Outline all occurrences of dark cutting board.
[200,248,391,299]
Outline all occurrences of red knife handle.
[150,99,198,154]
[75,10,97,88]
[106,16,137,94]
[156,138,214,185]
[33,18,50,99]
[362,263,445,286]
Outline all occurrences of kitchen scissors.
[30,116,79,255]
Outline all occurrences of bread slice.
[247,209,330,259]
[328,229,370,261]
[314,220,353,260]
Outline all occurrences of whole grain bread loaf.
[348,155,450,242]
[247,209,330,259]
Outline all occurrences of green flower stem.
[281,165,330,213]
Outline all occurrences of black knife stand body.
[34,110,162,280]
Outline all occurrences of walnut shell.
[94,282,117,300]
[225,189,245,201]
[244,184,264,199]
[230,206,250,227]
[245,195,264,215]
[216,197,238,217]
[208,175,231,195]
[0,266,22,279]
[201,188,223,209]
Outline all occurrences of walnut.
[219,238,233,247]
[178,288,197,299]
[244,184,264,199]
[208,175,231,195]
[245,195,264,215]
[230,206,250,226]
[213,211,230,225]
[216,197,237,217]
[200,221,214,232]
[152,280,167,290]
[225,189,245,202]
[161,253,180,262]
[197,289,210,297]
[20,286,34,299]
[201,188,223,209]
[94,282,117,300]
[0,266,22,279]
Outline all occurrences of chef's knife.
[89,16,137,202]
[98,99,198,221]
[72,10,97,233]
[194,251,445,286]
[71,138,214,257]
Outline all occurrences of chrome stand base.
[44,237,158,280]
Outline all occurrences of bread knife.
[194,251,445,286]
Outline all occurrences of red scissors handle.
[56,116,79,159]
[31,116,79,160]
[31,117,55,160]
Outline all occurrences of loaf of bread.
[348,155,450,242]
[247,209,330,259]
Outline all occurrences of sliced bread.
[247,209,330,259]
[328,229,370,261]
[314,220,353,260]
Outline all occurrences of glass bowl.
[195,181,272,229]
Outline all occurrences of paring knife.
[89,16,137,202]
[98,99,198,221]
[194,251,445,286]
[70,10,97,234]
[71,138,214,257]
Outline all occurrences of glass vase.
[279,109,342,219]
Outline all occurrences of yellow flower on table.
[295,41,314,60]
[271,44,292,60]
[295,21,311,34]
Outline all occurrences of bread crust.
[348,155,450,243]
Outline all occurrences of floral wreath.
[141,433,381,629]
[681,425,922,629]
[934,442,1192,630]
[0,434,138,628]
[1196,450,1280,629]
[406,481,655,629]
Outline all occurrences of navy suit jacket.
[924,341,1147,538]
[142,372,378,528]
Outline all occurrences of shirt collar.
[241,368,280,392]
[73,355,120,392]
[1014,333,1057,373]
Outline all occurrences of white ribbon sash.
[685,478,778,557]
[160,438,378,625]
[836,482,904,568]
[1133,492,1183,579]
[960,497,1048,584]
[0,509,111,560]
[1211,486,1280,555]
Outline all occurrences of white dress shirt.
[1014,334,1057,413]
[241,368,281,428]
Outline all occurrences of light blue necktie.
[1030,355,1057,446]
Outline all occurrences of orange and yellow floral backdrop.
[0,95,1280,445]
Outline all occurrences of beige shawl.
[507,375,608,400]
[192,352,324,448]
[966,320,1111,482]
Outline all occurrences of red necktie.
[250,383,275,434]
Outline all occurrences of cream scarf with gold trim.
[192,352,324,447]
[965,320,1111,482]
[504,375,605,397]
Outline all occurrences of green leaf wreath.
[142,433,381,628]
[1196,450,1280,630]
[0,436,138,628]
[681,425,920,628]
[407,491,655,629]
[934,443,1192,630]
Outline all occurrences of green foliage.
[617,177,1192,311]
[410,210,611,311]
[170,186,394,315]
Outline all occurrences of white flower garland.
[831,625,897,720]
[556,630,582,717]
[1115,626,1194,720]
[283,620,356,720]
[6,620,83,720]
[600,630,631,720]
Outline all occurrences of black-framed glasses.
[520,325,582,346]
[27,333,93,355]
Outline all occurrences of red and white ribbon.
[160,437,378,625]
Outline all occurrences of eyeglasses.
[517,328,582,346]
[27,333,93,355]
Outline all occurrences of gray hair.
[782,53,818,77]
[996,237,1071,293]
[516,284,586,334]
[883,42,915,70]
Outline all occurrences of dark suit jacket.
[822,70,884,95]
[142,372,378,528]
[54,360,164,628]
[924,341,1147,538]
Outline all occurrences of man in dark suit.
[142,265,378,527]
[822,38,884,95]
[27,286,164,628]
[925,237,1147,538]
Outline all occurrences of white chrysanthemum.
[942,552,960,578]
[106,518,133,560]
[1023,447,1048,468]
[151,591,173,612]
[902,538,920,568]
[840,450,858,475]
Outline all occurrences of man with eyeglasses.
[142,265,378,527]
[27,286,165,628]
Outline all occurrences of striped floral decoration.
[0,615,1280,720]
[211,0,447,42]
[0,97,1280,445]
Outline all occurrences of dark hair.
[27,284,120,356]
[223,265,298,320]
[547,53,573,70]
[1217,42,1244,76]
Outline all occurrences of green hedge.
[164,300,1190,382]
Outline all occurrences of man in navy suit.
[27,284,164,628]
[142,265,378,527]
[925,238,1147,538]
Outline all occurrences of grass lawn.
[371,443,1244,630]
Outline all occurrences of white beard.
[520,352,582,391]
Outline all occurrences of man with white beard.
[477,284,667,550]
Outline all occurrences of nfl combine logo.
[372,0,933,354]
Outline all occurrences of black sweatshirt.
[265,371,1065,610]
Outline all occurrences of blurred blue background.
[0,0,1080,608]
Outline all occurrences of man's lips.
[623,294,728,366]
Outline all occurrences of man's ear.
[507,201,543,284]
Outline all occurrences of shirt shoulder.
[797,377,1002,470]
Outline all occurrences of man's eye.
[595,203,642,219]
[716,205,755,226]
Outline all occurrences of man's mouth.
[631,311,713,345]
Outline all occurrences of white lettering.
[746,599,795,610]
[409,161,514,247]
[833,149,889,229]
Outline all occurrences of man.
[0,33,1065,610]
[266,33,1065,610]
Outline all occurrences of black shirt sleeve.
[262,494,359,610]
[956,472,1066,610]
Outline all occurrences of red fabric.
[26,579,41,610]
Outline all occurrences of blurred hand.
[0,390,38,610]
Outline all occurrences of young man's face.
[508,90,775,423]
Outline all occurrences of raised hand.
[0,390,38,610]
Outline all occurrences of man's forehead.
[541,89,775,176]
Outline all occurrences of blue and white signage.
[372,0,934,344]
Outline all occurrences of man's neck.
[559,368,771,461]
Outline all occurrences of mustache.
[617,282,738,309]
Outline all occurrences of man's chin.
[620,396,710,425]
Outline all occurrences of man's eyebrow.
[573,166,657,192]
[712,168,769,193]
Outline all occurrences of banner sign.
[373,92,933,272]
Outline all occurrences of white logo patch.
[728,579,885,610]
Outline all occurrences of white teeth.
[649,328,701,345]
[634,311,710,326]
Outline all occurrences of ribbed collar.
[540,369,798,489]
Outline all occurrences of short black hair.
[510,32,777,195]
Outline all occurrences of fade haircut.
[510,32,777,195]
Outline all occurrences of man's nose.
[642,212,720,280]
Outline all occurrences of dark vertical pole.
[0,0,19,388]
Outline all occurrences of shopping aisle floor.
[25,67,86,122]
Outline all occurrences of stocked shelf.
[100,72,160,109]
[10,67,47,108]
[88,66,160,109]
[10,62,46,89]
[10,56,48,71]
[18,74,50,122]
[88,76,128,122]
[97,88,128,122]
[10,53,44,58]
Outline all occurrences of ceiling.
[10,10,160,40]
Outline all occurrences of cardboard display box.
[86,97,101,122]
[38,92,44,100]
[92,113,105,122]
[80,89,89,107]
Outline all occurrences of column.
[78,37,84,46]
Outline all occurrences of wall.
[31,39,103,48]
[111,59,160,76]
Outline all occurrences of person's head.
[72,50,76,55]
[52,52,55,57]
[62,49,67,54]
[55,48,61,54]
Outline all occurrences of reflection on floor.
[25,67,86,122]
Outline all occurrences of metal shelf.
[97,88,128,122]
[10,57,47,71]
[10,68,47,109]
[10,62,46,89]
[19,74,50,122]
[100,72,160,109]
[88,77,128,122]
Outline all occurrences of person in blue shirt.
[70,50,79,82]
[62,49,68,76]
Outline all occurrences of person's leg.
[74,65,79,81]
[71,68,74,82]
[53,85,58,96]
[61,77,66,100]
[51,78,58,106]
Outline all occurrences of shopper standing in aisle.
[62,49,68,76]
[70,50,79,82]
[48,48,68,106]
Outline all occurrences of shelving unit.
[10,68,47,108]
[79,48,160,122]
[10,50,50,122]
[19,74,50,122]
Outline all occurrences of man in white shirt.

> [TASK STATEMENT]:
Can you reproduce the stretch of rows from the line containing "Outline all occurrences of shirt shoulder." through the line containing "[266,33,1065,610]" with "man's" swapped for "person's", changing nothing else and giving only those lines?

> [OUTPUT OF THE EXERCISE]:
Outline all occurrences of shirt shoulder.
[797,377,1002,470]
Outline all occurrences of person's eye.
[595,203,642,219]
[716,205,755,226]
Outline all occurrences of person's mouth.
[631,311,713,345]
Outline all occurrences of white lettering.
[746,599,795,610]
[409,161,514,247]
[833,149,889,229]
Outline all occurrences of man.
[0,33,1065,610]
[266,33,1065,610]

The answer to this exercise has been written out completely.